The Ubiquity of Fibonacci
By Sage Kumar, Biology, 2023
1,1,2,3,5,8,13,21… It’s a list of numbers that most are likely well-acquainted with but haven’t seen since your first exposure to algebra: the Fibonacci sequence. This somewhat mystical pattern is more relevant to daily life than Algebra 1 had us believe. The reverberations of Leonardo of Pisa’s genius echo throughout math, music, and nature.
Leonardo of Pisa, who is posthumously referred to as Fibonacci, laid the groundwork for his namesake sequence in his 1202 book Liber abaci. The work educated the mathematical community on a new alternative to Roman numerals (the Hindu-Arabic numerals we use today), applied them to many economical and practical situations, and presented questions through speculative mathematics. The catalyst for the generation of the Fibonacci sequence was one of these questions: “A certain man put a pair of rabbits in a place surrounded on all sides by a wall. How many pairs of rabbits can be produced from that pair in a year if it is supposed that every month each pair begets a new pair from which the second month on becomes productive?” The total number of pairs present in each generation of rabbits and the order in which they are generated corresponds exactly to the function f(n) = f(n-1) + f(n-2).
In both nature and history, the Fibonacci sequence is mysteriously omnipresent. In the beginnings of Euclidean geometry, it pops up through its manifestation of the “Golden Mean” of Euclid and Aristotle. As the sequence progresses, the number produced by dividing f(n+1) by f(n) grows infinitely close to this golden number, phi: 1.618034. If we jump forward in time and observe the work of Leonardo da Vinci, we can find this Fibonacci derivative in the form of his Golden Ratio and its many appearances in his art and inventions.
In both nature and history, the Fibonacci sequence is mysteriously omnipresent.

= = =

» **EXERCISE REQUIREMENTS**
Quote the Fibonacci article word for word, starting at "The Ubiquity of" and ending at "music, and nature.". Work solely from the Fibonacci article.

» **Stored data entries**
= = =

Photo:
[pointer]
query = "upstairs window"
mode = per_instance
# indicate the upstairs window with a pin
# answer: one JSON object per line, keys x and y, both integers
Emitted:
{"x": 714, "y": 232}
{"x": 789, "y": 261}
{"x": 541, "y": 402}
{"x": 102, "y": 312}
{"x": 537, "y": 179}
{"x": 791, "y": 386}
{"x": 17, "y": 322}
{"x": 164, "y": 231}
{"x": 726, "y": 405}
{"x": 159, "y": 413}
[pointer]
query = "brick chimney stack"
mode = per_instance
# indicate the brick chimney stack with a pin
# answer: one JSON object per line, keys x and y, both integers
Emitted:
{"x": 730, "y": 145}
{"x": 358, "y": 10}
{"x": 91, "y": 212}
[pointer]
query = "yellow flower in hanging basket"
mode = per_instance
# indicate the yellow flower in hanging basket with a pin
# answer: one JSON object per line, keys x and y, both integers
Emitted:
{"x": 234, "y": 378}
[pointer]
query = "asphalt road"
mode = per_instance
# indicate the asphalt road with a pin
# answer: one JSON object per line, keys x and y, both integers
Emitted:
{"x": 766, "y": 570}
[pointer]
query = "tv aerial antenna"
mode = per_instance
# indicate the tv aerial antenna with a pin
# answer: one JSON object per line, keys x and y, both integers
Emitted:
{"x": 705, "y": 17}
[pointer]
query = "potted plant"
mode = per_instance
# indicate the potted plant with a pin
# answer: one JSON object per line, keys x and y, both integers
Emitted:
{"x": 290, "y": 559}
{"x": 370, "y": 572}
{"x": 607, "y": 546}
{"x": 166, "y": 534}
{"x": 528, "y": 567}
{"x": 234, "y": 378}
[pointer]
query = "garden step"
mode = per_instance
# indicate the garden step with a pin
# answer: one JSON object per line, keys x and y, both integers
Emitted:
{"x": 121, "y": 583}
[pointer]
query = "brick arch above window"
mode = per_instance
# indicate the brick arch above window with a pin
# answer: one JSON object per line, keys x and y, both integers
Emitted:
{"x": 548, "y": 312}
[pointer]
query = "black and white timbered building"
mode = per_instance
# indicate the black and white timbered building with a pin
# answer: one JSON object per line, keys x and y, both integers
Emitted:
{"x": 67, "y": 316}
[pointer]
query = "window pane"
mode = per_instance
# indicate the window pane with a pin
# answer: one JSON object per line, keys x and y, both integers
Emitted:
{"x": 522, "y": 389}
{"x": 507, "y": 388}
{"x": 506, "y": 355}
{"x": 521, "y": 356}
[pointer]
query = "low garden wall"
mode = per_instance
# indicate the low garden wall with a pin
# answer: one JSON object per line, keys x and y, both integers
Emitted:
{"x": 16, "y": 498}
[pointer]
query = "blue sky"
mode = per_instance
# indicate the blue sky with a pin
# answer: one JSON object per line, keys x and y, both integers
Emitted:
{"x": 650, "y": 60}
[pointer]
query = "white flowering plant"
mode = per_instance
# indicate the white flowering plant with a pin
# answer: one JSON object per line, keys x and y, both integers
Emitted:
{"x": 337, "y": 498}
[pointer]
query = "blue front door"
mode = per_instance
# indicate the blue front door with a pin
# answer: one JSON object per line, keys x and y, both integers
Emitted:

= = =

» **COMPLETED TASK**
The Ubiquity of Fibonacci
By Sage Kumar, Biology, 2023
1,1,2,3,5,8,13,21… It’s a list of numbers that most are likely well-acquainted with but haven’t seen since your first exposure to algebra: the Fibonacci sequence. This somewhat mystical pattern is more relevant to daily life than Algebra 1 had us believe. The reverberations of Leonardo of Pisa’s genius echo throughout math, music, and nature.